◆ Exercise brief
Check each line of the entries below for the word "pole", and copy out the ones that have it.

◆ Excerpted data
· · · · · · ·
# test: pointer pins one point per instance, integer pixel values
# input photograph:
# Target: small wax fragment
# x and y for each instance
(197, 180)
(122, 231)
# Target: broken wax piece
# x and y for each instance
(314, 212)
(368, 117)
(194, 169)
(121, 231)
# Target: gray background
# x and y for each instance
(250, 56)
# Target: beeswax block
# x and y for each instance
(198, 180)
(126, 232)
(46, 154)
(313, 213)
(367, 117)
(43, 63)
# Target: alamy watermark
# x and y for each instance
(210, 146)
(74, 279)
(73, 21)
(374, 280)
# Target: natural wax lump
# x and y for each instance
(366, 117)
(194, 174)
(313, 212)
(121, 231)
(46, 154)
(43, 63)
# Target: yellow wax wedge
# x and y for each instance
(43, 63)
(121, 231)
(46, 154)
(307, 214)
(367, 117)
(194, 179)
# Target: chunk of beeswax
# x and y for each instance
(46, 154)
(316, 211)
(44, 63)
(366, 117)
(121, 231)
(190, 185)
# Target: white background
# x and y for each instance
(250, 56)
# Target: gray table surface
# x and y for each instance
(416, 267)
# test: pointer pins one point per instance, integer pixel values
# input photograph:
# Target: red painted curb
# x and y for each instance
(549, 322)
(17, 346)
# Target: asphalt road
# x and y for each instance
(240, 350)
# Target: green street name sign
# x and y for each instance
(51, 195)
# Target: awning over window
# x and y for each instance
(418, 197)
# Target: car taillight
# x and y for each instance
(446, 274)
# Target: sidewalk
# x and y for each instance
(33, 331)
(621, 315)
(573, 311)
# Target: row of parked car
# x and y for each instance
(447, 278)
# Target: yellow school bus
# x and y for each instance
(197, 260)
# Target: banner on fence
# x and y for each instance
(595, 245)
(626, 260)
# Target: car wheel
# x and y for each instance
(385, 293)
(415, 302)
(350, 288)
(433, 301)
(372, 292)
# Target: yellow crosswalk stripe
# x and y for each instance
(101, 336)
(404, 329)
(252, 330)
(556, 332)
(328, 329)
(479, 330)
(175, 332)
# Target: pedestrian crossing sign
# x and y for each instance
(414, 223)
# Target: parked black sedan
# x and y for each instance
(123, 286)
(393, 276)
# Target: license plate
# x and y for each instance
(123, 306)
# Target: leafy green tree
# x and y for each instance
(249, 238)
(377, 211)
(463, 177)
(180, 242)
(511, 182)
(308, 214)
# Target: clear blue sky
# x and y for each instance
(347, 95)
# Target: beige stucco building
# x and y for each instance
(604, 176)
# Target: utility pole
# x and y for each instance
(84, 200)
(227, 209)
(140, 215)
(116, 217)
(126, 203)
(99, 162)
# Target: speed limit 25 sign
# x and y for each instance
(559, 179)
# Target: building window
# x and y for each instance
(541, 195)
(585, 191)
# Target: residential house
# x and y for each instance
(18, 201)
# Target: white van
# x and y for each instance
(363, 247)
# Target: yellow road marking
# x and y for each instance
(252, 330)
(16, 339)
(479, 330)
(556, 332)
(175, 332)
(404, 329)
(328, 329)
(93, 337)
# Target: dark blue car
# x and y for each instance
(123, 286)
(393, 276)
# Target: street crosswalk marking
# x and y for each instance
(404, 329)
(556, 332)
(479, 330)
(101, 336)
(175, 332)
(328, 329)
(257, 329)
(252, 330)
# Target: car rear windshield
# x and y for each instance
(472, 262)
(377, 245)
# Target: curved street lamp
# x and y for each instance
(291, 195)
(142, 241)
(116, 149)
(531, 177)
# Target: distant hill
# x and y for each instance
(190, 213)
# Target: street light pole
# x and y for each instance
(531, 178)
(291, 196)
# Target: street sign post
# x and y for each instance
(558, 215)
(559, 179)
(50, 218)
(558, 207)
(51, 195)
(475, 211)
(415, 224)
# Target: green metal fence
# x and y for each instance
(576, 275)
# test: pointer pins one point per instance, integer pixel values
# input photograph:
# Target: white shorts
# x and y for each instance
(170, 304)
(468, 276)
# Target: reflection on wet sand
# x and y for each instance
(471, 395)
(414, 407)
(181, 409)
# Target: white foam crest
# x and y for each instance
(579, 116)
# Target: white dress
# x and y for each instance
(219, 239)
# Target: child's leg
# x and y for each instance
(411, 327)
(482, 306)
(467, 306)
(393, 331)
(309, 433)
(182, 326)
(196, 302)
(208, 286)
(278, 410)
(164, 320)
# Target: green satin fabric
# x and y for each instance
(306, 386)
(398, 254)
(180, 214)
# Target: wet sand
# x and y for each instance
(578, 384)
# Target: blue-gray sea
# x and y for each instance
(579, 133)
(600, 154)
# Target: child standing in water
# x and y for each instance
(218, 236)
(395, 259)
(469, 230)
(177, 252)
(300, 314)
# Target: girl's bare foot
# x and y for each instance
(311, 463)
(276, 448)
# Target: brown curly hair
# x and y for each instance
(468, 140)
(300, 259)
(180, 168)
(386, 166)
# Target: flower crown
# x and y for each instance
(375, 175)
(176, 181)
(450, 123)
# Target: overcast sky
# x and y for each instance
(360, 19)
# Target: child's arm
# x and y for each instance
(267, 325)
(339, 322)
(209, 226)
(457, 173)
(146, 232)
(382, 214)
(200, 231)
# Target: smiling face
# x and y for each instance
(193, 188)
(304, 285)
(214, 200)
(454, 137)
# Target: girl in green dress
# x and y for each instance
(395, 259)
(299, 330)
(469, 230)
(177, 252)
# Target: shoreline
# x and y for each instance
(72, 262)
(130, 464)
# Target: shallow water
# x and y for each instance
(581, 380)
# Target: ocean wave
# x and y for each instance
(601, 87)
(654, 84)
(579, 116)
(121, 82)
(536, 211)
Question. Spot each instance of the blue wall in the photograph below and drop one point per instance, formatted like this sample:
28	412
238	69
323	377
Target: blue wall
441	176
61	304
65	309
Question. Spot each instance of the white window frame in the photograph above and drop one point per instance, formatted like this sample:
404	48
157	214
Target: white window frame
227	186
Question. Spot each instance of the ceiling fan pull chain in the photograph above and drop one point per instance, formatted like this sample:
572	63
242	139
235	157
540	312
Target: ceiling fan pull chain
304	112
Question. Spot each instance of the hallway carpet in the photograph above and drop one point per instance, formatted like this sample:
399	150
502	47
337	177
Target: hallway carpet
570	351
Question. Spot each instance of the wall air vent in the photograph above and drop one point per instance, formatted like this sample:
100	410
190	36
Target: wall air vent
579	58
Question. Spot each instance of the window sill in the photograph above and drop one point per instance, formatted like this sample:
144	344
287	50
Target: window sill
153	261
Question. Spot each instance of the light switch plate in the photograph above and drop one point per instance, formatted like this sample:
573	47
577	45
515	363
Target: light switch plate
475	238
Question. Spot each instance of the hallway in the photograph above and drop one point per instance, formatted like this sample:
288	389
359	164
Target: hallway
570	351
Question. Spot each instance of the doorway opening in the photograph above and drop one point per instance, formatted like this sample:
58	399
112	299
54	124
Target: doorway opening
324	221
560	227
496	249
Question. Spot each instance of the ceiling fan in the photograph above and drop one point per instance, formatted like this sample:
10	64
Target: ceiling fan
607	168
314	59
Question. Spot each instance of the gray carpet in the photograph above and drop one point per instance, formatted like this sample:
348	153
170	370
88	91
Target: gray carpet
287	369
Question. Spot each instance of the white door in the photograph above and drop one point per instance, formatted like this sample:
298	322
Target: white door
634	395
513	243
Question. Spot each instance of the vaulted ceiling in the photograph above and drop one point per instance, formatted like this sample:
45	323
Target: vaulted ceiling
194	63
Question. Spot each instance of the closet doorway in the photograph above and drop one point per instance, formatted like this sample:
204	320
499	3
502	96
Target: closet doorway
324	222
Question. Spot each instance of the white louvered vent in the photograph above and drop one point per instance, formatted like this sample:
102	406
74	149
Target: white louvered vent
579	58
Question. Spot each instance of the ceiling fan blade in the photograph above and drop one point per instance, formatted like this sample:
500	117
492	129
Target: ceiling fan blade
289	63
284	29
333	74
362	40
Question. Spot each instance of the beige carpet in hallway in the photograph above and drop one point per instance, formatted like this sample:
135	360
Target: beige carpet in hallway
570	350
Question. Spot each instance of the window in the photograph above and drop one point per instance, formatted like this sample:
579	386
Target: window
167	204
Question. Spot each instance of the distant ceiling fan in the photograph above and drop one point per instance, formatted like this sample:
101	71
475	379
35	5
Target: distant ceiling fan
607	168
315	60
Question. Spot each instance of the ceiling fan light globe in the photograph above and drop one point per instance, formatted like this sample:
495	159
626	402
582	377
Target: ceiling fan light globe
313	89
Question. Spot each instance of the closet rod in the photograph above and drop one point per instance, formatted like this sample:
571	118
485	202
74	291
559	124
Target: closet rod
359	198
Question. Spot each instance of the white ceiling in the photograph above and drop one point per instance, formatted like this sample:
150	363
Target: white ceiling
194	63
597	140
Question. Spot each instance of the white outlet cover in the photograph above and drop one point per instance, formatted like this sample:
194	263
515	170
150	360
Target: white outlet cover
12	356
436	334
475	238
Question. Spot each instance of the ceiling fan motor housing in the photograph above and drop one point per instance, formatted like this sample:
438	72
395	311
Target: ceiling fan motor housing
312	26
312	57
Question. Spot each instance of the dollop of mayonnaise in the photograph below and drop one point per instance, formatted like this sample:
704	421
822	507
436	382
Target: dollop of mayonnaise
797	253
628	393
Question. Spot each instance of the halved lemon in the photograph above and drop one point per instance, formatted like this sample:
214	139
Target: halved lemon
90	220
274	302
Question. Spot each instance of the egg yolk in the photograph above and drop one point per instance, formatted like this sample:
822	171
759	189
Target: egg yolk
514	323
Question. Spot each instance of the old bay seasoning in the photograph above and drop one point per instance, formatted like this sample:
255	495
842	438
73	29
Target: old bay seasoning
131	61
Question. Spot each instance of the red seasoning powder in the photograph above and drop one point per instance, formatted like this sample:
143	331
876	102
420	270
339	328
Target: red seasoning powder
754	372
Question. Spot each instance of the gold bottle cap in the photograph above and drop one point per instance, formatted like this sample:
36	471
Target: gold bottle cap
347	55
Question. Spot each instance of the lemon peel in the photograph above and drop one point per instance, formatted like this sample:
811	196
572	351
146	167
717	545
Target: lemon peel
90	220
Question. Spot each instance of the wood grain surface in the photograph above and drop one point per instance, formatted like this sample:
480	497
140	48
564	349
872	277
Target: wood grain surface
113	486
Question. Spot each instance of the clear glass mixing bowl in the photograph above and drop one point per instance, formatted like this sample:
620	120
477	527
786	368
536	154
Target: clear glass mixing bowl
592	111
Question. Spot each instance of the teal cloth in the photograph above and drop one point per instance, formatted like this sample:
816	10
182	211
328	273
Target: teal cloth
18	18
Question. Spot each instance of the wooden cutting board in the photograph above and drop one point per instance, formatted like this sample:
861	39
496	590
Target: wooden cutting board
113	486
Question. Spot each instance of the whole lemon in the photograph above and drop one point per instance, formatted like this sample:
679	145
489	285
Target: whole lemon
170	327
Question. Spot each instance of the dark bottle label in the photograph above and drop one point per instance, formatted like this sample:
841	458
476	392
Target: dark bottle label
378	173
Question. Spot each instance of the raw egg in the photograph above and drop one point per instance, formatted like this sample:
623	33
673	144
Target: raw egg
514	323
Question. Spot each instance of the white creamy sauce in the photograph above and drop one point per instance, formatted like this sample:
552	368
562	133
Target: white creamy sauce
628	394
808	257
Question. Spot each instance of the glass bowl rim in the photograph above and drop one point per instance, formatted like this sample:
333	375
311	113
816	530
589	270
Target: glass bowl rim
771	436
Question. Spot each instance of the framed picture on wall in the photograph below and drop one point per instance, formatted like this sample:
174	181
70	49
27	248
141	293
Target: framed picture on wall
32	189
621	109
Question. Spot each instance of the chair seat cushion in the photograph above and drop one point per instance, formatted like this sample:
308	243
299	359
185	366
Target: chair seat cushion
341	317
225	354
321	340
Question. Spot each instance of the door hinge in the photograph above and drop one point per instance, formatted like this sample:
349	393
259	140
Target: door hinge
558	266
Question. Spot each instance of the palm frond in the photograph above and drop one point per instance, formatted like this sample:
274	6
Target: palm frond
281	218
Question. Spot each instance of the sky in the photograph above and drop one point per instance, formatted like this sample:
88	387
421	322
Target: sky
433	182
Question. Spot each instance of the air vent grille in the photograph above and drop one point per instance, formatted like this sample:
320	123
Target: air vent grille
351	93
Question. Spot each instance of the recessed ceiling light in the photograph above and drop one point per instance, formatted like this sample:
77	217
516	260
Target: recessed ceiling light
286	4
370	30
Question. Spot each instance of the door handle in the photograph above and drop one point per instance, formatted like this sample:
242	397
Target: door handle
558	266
· · · · · · ·
◆ Reply
# Target: utility pole
# Target: street light pole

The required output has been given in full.